##### Passage provided #####
Overflowing with ideas for their new home, Dad pictured spending weekends and evenings together with Mom in domestic unity—painting, stripping woodwork, building shelves—to create the lovely home they both envisioned. But it didn’t work out that way.
Instead, Dad lost his job.
Mom, baby Linda, Paul, Dad: April 1949.
It’s unclear why Hotpoint Refrigeration Company let Dad go that summer of 1949, but it threw my parents into a tailspin. Painful memories of her family’s possessions strewn across the sidewalk outside the Koroschetz home came flooding back to Mom. Would her family again be put out on the street? They would lose their down payment, as well as the $1500 they had already spent on a new furnace. They had set aside Mom’s entire secretarial salary for four years; all their savings were tied up in this house. Dad searched the entire summer in vain for a decent-paying job, each day tightening the knot of fear strangling their hearts.
Relief came in August 1949, when Dad was offered a position with the National Board of Fire Underwriters, the NBFU. The starting salary was good, around $3600 a year, but there was one huge drawback: travel—and lots of it.
##### Data for analysis #####
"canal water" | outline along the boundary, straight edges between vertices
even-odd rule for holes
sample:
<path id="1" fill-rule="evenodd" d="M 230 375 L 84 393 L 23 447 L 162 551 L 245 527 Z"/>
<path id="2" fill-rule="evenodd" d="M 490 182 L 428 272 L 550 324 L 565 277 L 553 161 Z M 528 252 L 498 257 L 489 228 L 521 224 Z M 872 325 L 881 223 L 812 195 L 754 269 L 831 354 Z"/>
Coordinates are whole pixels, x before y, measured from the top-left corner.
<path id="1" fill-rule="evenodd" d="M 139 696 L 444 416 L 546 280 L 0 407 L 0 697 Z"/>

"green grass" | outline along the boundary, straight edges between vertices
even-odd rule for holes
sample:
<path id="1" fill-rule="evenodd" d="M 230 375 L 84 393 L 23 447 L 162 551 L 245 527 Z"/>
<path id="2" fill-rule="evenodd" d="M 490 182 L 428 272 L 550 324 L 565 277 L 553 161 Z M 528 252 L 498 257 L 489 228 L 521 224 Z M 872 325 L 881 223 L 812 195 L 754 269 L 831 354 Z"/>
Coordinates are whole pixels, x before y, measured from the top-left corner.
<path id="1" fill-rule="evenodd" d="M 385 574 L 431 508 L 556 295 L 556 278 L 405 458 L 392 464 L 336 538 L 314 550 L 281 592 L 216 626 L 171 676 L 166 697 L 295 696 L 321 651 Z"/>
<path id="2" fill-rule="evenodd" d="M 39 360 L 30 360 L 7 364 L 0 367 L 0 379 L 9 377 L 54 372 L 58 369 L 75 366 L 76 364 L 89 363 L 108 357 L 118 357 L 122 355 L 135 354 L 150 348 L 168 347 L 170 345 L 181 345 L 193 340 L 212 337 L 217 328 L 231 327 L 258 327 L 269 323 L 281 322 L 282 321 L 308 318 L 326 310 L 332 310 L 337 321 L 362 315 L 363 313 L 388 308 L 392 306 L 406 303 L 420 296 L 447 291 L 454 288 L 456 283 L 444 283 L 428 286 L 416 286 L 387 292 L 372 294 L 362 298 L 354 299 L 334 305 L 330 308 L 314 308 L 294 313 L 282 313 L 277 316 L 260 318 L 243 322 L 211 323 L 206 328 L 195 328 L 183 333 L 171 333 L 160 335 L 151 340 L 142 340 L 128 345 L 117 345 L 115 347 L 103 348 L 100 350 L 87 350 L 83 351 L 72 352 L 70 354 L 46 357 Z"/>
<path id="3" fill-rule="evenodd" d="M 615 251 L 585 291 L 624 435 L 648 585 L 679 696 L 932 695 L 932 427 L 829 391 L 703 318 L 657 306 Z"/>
#####
# Exercise requirements
(a) Answer these questions about the memoir passage:
(i) Which company let Dad go in the summer of 1949?
(ii) How much had the couple already spent on a new furnace?
(iii) What was the starting salary of the position Dad was offered in August 1949?
(b) Copy the memoir passage starting at the words "Overflowing with ideas" and stopping after "lost his job.", with "weekends" changed to "Saturdays".
(c) Write what comes next in the memoir passage, picking up after its final sentence.
The items are separate material, unrelated to the memoir passage.

# Answers for the exercise
(a)
(i) Hotpoint Refrigeration Company
(ii) $1500
(iii) Around $3600 a year

(b)
Overflowing with ideas for their new home, Dad pictured spending Saturdays and evenings together with Mom in domestic unity—painting, stripping woodwork, building shelves—to create the lovely home they both envisioned. But it didn’t work out that way.
Instead, Dad lost his job.

(c)
The National Board’s Chicago office sent engineers throughout its territory, comprising Texas, Louisiana, Oklahoma, Missouri, Minnesota, Ohio, Indiana, Michigan, Kansas, Iowa, and Wisconsin. Their job was to document a city’s preparedness for fighting fires and natural disasters. Winter was set aside for the lengthiest trips, to faraway, warm-weather states where, in January, fire hydrants could spout water (to test that the pressure was adequate to fight multiple fires at once), and the men could trudge across miles of city streets on outdoor inspections without freezing. Dad would be gone for up to seven weeks at a time during Chicago’s harshest months.